Ложь романтизма и правда романа (страница 2)
Треугольная схема желания, впервые построенная в книге «Ложь романтизма…», многое объясняет в отношениях литературных героев и живых людей. Ей можно найти аналоги и в других дисциплинах, трактующих не о человеке как таковом. Так, учитывая связь Жирара с литературной теорией ХХ века, опиравшейся на идеи лингвистики и семиотики, уместно вспомнить о трехчленной структуре знака в семиотике Чарльза Сэндерса Пирса, где между собственно знаком и обозначаемым им объектом помещается посредующее звено – «интерпретант», образующийся в ходе толкования знака людьми (ср. медиатора, «толкующего» и направляющего желания субъекта); или о трехчленной структуре слова согласно языковой теории Александра Потебни, где значение слова возникает не по прямой связи с его звучанием, а через посредство исторически сложившейся «внутренней формы», то есть этимологического значения, которому современное значение более или менее приблизительно «подражает». В философском плане анализ Жирара не только выделяет в бессознательных процессах мимесиса рациональную, геометрически четкую схему, но и, как отмечает его комментатор Лука Ди Блази, «дает возможность переформулировать критику нигилизма на основе интерсубъективности»[9] – показать зависимость морально-философского субъективизма от отношений субъекта не с абстрактными сущностями вроде мира, божества или общества, а с другими конкретными людьми. Этот анализ посвящен одной из главных проблем философии ХХ века – он выясняет структуру человеческой коммуникации, взаимодействие отдельных друг от друга субъектов; тем самым «Ложь романтизма…» встает в один ряд с работами таких мыслителей, как Мартин Бубер, Михаил Бахтин, Жан-Поль Сартр.

## ВЫДЕРЖКИ ИЗ ЛИСТИНГА
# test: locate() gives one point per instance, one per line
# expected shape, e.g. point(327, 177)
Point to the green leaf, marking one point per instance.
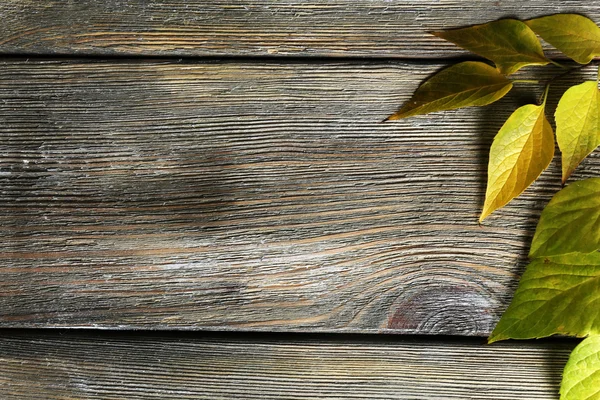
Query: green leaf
point(557, 295)
point(465, 84)
point(509, 43)
point(576, 36)
point(577, 124)
point(570, 222)
point(521, 150)
point(581, 378)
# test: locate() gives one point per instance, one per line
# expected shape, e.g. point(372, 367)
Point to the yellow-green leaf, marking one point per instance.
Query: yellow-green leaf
point(575, 35)
point(465, 84)
point(581, 378)
point(577, 124)
point(570, 223)
point(521, 150)
point(509, 43)
point(556, 295)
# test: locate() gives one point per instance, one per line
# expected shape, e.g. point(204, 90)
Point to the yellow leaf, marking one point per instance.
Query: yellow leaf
point(521, 150)
point(509, 43)
point(465, 84)
point(577, 125)
point(575, 35)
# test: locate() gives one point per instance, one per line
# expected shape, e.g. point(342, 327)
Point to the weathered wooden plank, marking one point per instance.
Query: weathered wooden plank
point(250, 196)
point(348, 28)
point(103, 366)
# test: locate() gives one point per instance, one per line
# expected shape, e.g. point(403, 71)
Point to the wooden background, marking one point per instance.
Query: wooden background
point(221, 166)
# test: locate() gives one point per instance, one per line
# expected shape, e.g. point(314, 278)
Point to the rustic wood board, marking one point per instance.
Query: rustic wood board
point(104, 366)
point(347, 28)
point(165, 195)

## ЗАДАНИЕ 1
Как в отрывке о книге «Ложь романтизма…» называется звено, которое в семиотике Пирса помещается между знаком и обозначаемым им объектом?
## ЗАДАНИЕ 2
Перечислите все строки листинга, где встречается слово «wooden», с учетом регистра букв.
Отрывок и листинг никак не связаны друг с другом.

## ПРАВИЛЬНЫЙ ОТВЕТ 1
Интерпретант.

## ПРАВИЛЬНЫЙ ОТВЕТ 2
Point to the weathered wooden plank, marking one point per instance.
Query: weathered wooden plank
Point to the wooden background, marking one point per instance.
Query: wooden background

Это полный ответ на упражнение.